[proofplan]
We define the candidate extension by the only possible formula: send the adjoined unit of $A^+$ to the unit of $B$ and agree with $\pi$ on $A$. The main verification is algebraic: using the unitization multiplication and involution formulas, the candidate preserves products, adjoints, scalar combinations, and the unit. Uniqueness follows from the decomposition $(a,\lambda)=(a,0)+\lambda(0,1)$, and the injectivity criterion follows by solving the equation $\pi(a)+\lambda 1_B=0$.
[/proofplan]
[step:Define the only possible unital extension]
Define a map $\pi^+:A^+\to B$ by
\begin{align*}
\pi^+(a,\lambda)=\pi(a)+\lambda 1_B
\end{align*}
for every $a\in A$ and every $\lambda\in\mathbb C$.
This map extends $\pi$ because, for every $a\in A$,
\begin{align*}
\pi^+(a,0)=\pi(a).
\end{align*}
It is unital because the unit of $A^+$ is $(0,1)$, and hence
\begin{align*}
\pi^+(0,1)=1_B.

### WRITTEN REQUEST 1:
Please transcribe the lines of the listing from the line with "In the photo above, where can the bronze face" to the line with "pixel 153 106", both included.

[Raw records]
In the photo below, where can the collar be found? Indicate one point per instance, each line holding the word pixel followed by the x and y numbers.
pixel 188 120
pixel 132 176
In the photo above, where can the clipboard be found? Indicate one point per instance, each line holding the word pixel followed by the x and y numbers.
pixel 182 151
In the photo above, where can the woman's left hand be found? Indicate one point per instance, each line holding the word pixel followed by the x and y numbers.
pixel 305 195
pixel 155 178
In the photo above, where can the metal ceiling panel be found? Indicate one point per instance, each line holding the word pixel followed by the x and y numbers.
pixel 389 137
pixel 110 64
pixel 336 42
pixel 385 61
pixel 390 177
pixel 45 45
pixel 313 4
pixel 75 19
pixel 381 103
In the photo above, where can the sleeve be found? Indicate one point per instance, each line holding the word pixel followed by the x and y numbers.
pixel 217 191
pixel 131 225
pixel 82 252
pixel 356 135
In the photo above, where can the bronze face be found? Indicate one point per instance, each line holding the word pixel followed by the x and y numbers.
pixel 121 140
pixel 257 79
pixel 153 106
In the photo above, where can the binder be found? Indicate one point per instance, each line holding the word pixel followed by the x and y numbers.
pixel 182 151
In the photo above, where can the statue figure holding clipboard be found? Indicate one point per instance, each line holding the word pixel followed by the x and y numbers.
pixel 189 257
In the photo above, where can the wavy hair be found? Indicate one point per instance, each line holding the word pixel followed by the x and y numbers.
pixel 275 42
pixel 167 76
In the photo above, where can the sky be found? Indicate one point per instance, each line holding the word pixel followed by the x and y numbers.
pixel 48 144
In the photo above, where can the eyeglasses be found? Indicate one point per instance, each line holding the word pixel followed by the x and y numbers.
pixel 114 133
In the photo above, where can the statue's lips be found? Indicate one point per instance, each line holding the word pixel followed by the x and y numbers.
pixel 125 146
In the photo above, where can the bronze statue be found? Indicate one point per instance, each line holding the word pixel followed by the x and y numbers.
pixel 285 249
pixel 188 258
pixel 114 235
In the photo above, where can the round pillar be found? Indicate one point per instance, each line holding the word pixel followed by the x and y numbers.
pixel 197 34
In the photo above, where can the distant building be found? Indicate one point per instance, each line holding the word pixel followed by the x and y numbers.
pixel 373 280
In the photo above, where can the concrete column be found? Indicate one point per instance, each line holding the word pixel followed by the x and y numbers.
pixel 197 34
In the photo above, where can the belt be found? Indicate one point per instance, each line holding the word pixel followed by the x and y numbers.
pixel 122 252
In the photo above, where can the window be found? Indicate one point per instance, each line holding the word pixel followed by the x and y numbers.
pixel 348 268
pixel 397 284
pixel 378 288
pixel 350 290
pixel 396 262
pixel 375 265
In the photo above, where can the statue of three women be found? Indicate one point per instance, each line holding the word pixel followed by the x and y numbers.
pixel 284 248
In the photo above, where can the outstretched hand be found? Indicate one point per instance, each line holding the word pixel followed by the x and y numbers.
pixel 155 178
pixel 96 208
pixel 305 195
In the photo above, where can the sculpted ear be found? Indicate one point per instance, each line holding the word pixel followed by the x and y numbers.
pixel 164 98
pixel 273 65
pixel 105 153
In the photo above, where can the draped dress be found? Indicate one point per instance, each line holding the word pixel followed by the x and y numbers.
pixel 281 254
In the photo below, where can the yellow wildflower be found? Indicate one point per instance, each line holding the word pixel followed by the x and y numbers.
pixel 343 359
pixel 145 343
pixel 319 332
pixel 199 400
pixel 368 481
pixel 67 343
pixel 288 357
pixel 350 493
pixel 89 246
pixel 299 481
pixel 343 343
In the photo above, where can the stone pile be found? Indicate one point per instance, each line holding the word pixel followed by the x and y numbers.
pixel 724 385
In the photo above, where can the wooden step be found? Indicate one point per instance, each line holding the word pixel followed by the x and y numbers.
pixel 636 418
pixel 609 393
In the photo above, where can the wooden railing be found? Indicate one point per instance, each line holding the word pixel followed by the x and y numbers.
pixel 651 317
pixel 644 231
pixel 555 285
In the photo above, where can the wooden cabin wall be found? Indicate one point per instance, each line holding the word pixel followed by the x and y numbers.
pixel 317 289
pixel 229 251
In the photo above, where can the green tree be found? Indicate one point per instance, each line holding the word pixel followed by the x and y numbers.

### WRITTEN REQUEST 2:
Pick up the proof about the unital extension of $\pi$ to $A^+$ and carry it on from the point where it stops.

### RIGHT ANSWER 1:
In the photo above, where can the bronze face be found? Indicate one point per instance, each line holding the word pixel followed by the x and y numbers.
pixel 121 140
pixel 257 79
pixel 153 106

### RIGHT ANSWER 2:
\end{align*}
[/step]
[step:Verify that the extension is a unital $*$-homomorphism]
Let $(a,\lambda),(b,\mu)\in A^+$ and let $\alpha,\beta\in\mathbb C$. Since $\pi:A\to B$ is linear, we have
\begin{align*}
\pi^+(\alpha(a,\lambda)+\beta(b,\mu))=\alpha\pi^+(a,\lambda)+\beta\pi^+(b,\mu).
\end{align*}
Using the unitization product and the multiplicativity and linearity of $\pi$, we compute
\begin{align*}
\pi^+((a,\lambda)(b,\mu))=\pi(ab+\lambda b+\mu a)+\lambda\mu 1_B.
\end{align*}
Therefore
\begin{align*}
\pi^+((a,\lambda)(b,\mu))=\pi(a)\pi(b)+\lambda\pi(b)+\mu\pi(a)+\lambda\mu 1_B.
\end{align*}
Since $1_B$ is the multiplicative identity in $B$, the right-hand side is
\begin{align*}
(\pi(a)+\lambda 1_B)(\pi(b)+\mu 1_B)=\pi^+(a,\lambda)\pi^+(b,\mu).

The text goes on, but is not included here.